= ENTRIES SHOWN =
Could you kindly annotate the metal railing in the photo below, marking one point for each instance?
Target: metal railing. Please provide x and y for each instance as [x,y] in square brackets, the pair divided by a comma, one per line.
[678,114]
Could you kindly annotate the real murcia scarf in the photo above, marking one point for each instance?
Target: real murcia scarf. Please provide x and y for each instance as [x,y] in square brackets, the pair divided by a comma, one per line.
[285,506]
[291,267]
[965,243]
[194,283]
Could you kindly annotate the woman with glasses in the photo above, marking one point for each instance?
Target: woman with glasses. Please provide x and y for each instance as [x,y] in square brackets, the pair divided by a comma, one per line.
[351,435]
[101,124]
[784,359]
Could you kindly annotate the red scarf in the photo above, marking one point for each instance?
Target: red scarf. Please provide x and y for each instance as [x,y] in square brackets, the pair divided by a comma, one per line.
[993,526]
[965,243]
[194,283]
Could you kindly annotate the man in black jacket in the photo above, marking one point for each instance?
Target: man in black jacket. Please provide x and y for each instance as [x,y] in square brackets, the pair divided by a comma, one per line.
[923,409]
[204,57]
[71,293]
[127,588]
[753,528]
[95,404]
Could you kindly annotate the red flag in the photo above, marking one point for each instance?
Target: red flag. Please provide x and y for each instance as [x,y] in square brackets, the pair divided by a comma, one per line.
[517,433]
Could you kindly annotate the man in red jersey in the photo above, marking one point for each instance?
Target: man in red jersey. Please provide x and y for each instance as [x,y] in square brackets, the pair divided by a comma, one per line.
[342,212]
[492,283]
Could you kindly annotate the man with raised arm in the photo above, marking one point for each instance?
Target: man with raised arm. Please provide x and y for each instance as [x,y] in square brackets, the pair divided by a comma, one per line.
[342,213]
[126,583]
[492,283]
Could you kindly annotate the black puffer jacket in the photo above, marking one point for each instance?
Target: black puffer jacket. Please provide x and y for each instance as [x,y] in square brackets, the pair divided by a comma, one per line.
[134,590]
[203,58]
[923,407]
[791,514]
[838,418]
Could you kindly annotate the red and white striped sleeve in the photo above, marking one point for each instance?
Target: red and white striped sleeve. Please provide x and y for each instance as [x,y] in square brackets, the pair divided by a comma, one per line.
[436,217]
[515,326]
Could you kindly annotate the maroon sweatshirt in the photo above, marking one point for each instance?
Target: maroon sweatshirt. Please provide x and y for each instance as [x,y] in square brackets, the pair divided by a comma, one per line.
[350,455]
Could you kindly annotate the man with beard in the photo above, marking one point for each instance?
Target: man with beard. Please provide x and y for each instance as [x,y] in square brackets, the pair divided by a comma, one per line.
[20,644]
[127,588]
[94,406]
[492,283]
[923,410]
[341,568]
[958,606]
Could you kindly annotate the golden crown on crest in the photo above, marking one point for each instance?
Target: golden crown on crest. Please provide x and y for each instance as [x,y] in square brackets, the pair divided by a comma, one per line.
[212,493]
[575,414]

= DO THIS =
Rewrite the material above, swapping "annotate" for "label" wherever it occurs and leaving everything else unchanged.

= ANSWER TO THE PROBLEM =
Could you kindly label the metal railing in the photo below, marking one point for each instance?
Target: metal railing. Please provide x and y for each instance as [x,y] in square brackets, the pair divided by a comma, one per line.
[678,114]
Could you kindly label the real murcia scarf in the photo above, marking one point for each instance?
Target: real murcia scarf. Please provide x and y for each instance as [x,y] in square brackets, the pair divided by a comma, one per line.
[285,506]
[291,267]
[965,243]
[194,283]
Could you kindly label the woman with glasses in the photo above, marking one point for each instance?
Target: woman with glasses. Please provide x and y for each instance as [x,y] in square brackets, the pair divided by a comma, one per line.
[351,435]
[101,124]
[784,359]
Could you kindly label the red scarf in the photo above, marking one point for each instance?
Target: red scarf. Please provide x and y for each instance as [x,y] in square brackets, the pair divided by a comma, one per line.
[993,526]
[965,243]
[194,283]
Could you kindly label the man in black jacket in the photo above, marking one point for each instance?
Target: man in black jacket. Please provide x and y for each instance as [x,y] in square brackets, the pair divided by a comma, one per line.
[923,409]
[204,57]
[71,293]
[127,588]
[753,528]
[95,404]
Could you kindly label the red flag in the photo above, marking one point for each instance?
Target: red flag. Please provide x and y for each instance as [x,y] in square brackets, the pair divided by a comma, one per line.
[517,433]
Could you kindly label the man in red jersey in the photo above, marking one point for each instance?
Target: man in red jersey. Please provide x and y for each instance as [x,y] in square brackets, the pair divided by a comma, one per line.
[342,212]
[492,283]
Could you kindly label the man with raised arm in the photo above, marking one point for each instance?
Target: man with raised arm. Please provide x and y for each instance as [x,y] in square brackets, the pair divided by a comma, one per line.
[342,213]
[126,583]
[492,283]
Could you kindly label the black puffer jacket in the photo above, marking one point for each instance?
Target: black puffer jacket. Please provide x and y for each instance as [x,y] in square brackets, the pair divided by a comma, one per line.
[134,590]
[203,58]
[923,407]
[791,514]
[838,418]
Could you kindly label the red and white striped sleeve in the photo above, marking one point for each instance?
Target: red and white striped sleeve. Please provide x and y for each instance as [x,y] in square brackets, the pair divided by a comma, one per line.
[436,217]
[515,326]
Could you kindly label the maroon sweatshirt in the photo above, marking one point for each instance?
Target: maroon sweatshirt. Please provide x and y for each instance as [x,y] in square brackets, the pair divided by a comma, one per line.
[350,455]
Could you kindly label the man with beard in the photo above, marking one point for each instance?
Target: man with beard. Please provide x and y for each instance as [x,y] in square brackets, the pair divided by a comma, one per line.
[20,644]
[127,588]
[94,406]
[492,283]
[923,410]
[341,568]
[958,606]
Could you kindly label the golden crown on crest in the photo above, marking one point for each instance?
Target: golden crown on crest. Please provide x and y for each instance as [x,y] in square brackets, the pair divided by a comma, one per line.
[212,493]
[575,414]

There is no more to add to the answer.